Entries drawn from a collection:
START

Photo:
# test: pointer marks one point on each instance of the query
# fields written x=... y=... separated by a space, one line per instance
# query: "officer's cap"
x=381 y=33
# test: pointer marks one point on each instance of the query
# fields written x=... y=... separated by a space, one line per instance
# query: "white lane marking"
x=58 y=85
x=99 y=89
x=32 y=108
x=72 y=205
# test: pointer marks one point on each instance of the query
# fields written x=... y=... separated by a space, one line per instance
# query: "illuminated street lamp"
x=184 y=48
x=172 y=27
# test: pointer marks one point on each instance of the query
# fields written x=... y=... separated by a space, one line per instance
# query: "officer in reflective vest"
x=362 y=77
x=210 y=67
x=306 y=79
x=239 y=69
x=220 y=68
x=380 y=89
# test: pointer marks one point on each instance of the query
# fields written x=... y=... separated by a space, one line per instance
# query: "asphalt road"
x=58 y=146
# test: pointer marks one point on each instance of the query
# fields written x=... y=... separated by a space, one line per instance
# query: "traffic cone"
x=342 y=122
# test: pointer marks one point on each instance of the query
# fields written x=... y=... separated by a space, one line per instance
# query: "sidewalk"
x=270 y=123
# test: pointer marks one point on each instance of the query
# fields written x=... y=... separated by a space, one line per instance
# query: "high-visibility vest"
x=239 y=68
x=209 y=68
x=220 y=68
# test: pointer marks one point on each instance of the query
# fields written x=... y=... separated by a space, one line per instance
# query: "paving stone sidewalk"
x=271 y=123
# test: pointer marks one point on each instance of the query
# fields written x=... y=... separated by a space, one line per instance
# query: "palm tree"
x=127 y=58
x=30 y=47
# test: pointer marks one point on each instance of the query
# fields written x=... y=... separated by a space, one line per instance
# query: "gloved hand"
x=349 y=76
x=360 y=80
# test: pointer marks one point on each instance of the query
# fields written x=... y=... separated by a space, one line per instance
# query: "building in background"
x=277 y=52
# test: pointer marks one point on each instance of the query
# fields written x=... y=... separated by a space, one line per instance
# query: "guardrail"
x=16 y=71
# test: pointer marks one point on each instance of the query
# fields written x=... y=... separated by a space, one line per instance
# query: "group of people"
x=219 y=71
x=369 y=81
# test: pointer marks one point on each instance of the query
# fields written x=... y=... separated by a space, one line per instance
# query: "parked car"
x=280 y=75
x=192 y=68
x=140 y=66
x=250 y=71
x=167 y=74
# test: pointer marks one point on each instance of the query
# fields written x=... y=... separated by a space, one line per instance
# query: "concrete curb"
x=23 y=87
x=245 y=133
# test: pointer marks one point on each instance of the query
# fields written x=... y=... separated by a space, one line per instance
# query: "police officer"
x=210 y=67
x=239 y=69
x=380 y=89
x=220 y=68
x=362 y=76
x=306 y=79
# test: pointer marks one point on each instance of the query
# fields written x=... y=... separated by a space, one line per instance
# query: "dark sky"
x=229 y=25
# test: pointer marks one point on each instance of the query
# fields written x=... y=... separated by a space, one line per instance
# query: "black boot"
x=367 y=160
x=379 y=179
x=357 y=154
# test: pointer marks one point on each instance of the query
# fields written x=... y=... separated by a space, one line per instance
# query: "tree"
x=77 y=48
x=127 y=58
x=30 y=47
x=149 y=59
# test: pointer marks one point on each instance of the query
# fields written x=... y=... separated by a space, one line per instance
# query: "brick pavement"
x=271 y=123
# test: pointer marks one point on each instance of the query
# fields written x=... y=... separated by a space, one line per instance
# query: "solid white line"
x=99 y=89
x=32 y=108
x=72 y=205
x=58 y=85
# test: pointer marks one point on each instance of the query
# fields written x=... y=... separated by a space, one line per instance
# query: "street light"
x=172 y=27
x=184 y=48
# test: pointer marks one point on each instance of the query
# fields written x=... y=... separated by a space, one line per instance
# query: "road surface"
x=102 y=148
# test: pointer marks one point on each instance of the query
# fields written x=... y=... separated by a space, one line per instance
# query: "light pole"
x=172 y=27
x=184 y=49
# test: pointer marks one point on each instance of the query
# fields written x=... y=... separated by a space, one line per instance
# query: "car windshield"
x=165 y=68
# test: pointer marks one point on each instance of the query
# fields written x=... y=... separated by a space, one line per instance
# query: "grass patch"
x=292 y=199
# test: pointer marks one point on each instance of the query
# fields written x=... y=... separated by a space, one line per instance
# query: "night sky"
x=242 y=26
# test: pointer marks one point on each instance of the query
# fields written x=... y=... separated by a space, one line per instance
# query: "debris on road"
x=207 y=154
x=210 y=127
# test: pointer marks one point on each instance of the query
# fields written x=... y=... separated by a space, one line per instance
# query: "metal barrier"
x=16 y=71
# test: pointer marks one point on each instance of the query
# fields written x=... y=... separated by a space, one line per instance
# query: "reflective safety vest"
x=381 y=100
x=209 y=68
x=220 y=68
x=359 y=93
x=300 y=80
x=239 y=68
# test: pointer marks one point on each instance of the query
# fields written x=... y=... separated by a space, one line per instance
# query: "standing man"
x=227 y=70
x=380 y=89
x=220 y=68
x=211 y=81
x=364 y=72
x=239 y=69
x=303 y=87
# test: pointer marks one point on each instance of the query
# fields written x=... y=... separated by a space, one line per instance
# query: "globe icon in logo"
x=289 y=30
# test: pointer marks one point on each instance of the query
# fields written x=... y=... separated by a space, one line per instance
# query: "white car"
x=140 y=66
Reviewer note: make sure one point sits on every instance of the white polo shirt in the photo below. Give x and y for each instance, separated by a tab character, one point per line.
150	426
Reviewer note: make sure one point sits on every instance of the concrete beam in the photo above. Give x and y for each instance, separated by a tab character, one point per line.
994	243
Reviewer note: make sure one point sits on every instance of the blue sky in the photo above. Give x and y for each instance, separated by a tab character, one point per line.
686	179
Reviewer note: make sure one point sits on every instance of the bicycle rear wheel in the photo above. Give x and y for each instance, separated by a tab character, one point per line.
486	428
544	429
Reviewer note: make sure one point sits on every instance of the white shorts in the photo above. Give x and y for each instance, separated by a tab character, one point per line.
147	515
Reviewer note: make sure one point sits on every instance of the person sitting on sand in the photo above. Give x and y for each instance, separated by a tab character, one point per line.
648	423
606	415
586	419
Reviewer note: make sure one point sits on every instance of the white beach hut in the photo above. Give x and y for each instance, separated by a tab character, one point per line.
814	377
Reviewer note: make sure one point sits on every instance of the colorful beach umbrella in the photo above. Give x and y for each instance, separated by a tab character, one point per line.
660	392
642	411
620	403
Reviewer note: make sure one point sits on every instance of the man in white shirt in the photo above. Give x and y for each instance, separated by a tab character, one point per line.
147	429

END

# What you are asked to do
Reproduce everything from the line containing "of the concrete" down to the end of the records, including each request. Multiply every x and y coordinate in the answers by 2.3 and round to whole numbers, with halves rounding up.

# Completed task
Reviewer note: make sure one point sits on every instance of the concrete beam in the photo above. Give x and y for each instance, separated by a tab character, one point per line.
2286	559
Reviewer note: make sure one point sits on every instance of the blue sky in the photo above. Give x and y for each instance, separated by a tab character, one point per line.
1578	412
Reviewer note: make sure one point sits on every instance of the bicycle rear wheel in the photo above. Give x and y for each instance, separated by a tab character, one point per line.
1118	984
1251	987
Reviewer note: make sure one point sits on every instance of the white shorts in the photo above. Give x and y for each instance, separated by a tab character, one point per line.
338	1185
Reviewer note: make sure one point sits on every instance of the person sitting on sand in the photo above. Give x and y for each instance, separated by a tab character, one point per line.
1490	973
1394	955
1348	964
Reviewer note: make sure one point sits on every instance of the white beach hut in the photo above. Give x and y for each instance, separated by a tab character, one point per line.
1872	867
Reviewer note: make sure one point sits on every instance of the colorful beach umbrella in the photo above. Give x and y for each instance, separated by a tab character, one point per line.
1518	902
1477	945
1426	927
Reviewer note: make sure one point sits on every instance of the man in white shirt in the photo above. Give x and y for each instance, separated by a tab character, one point per line.
338	987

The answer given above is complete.